ФРАГМЕНТ ТЕКСТА:

-.-.-

Согласно этому декрету, все министры являются на заседание 10 июля; слово от их имени берёт опять-таки министр юстиции, наименее антипатичный Собранию.
В очень пространной речи[29] Дежоли старается доказать, что фанатизм не есть главная причина внутренних разделений, но что её надобно искать в существовании этих обществ друзей Конституции, которые распространили свои ответвления по всем коммунам Франции, неоднократно нарушали тайну переписки, вызывали магистратов к своей решётке, порабощали муниципалитеты, совершали самые явные посягательства на ту самую Конституцию, чьими друзьями они ложно себя именуют.
Министр заканчивает свой доклад заявлением, которое, как воображали он и его коллеги, должно было произвести очень сильное впечатление на Собрание, но которое оно, напротив, встретило с полнейшим равнодушием[30].
«Министры, — говорит он, — изменили бы своему долгу перед Собранием, если бы не заявили, что при таком положении вещей, или, вернее, при этом ниспровержении всякого порядка, им невозможно поддерживать жизнь и движение обширного тела, все члены которого парализованы; что не в их власти защитить королевство от анархии, которая при этом бессилии публичной силы и унижении конституционных властей грозит всё поглотить... Приняв министерские должности лишь с желанием и надеждой служить Конституции и делать возможно больше добра, мы должны были решиться покинуть их, как только бессилие делать добро стало для нас очевидным. Вследствие этого мы все подали сегодня утром прошения об отставке»[31].

-.-.-

ИСХОДНЫЕ ДАННЫЕ:
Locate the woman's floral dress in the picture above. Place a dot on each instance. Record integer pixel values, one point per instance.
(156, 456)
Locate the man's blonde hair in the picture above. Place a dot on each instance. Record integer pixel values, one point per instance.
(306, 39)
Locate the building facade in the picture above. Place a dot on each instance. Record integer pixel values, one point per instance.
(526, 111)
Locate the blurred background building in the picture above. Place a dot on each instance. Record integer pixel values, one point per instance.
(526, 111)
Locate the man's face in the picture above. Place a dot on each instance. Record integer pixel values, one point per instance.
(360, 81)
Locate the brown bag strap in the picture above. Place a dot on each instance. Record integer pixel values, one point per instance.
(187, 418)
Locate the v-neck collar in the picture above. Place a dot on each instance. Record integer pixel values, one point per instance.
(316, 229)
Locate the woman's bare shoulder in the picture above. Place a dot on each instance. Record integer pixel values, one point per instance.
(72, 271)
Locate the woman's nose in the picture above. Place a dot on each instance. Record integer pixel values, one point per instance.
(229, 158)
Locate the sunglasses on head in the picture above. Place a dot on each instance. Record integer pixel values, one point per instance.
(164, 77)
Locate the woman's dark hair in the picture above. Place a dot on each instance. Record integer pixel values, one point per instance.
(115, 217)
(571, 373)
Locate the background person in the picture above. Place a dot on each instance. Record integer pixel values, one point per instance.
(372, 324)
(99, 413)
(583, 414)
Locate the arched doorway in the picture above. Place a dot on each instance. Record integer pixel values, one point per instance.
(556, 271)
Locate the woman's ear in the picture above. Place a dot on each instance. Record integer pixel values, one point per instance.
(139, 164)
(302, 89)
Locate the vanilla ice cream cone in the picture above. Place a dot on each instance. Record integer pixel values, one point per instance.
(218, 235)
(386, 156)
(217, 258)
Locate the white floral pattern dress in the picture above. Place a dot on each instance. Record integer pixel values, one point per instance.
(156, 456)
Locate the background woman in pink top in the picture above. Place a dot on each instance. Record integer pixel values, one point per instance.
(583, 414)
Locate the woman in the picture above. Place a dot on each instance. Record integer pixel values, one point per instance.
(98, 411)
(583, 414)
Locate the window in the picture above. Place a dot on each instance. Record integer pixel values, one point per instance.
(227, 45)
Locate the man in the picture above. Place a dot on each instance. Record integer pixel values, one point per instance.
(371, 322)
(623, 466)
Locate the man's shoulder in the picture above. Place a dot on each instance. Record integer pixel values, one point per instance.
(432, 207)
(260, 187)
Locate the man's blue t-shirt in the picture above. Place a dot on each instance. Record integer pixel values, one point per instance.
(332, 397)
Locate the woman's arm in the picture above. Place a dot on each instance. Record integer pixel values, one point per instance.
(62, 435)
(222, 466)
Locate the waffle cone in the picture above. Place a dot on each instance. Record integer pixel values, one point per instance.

-.-.-

СПИСОК ЗАДАНИЙ:
1 – Переведите на английский язык это предложение из фрагмента текста: «Согласно этому декрету, все министры являются на заседание 10 июля; слово от их имени берёт опять-таки министр юстиции, наименее антипатичный Собранию».
2 – Оформите в виде нумерованного списка строки записей от строки с «Locate the man's shoulder» до конца записей включительно, пропустив пустые строки.

РЕЗУЛЬТАТЫ УПРАЖНЕНИЯ:
1 – According to this decree, all the ministers appear at the session of July 10; once again it is the Minister of Justice, the one least disliked by the Assembly, who speaks on their behalf.

2 –
1. Locate the man's shoulder in the picture above. Place a dot on each instance. Record integer pixel values, one point per instance.
2. (432, 207)
3. (260, 187)
4. Locate the man's blue t-shirt in the picture above. Place a dot on each instance. Record integer pixel values, one point per instance.
5. (332, 397)
6. Locate the woman's arm in the picture above. Place a dot on each instance. Record integer pixel values, one point per instance.
7. (62, 435)
8. (222, 466)
9. Locate the waffle cone in the picture above. Place a dot on each instance. Record integer pixel values, one point per instance.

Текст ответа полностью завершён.